▶ [Required action 1] Please list the places Speaker 1 names in the conversation about artificial intelligence when describing where they used to live.
▶ [Required action 2] In the conversation about artificial intelligence, condense the paragraph beginning "um. So artificial general intelligence is like" into a short bulleted list that keeps its main facts.

▶ [Text provided]
[Start of section]

So why do you, why do you call it the omni messiah?

Speaker 2:

um. So artificial general intelligence is like is the stated goal of a lot of these frontier labs. So this is open ai, this is um google, this is meta, this is anthropic, this is croc. Um, essentially, they have stated that they are trying to create an artificial intelligence that can do any economically viable thing as well as any human can do it. So, basically, if it can be done by a human and it matters to the economy, an AI could do it. And the next step from artificial general intelligence is artificial super intelligence, which is where AI can do anything that a human can do better than the best human expert. And so, literally, there is a movement to basically offload any and every part of society to these systems, with the expectation that they will actually be better than us, more capable than our best leaders and our best thinkers, etc. And it'll basically, as they say, it'll be like a country of geniuses in a data center. It's the idea.

Speaker 1:

A data center is the idea a data center. So I live in the uh. I used to live in the dc area in northern virginia, ashburn, which is like data center hub, so okay. So like my friends that live there, they're gonna live in like mecca yeah like data center heaven.

[End of section]

▶ [Given data]
[Start of section]

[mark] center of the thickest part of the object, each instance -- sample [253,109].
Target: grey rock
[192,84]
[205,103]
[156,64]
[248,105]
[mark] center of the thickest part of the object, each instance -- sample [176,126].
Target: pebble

[End of section]

▶ [Expected output 1]
- the dc area
- northern virginia
- ashburn

▶ [Expected output 2]
- Artificial general intelligence is the stated goal of many frontier labs.
- It means an AI that can do any economically viable task as well as any human.
- The next step is artificial super intelligence, where AI can do anything a human can do better than the best human expert.
- There is a movement to offload every part of society to these systems, expecting them to outperform our best leaders and thinkers.
- The idea is described as "a country of geniuses in a data center."